Task prompt » Print the following lines exactly as they appear.

Part of a data file
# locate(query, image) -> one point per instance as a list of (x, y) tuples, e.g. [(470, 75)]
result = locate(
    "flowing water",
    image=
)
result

Answer to this problem »
# locate(query, image) -> one point per instance as a list of (x, y) tuples, e.g. [(470, 75)]
result = locate(
    "flowing water",
    image=
)
result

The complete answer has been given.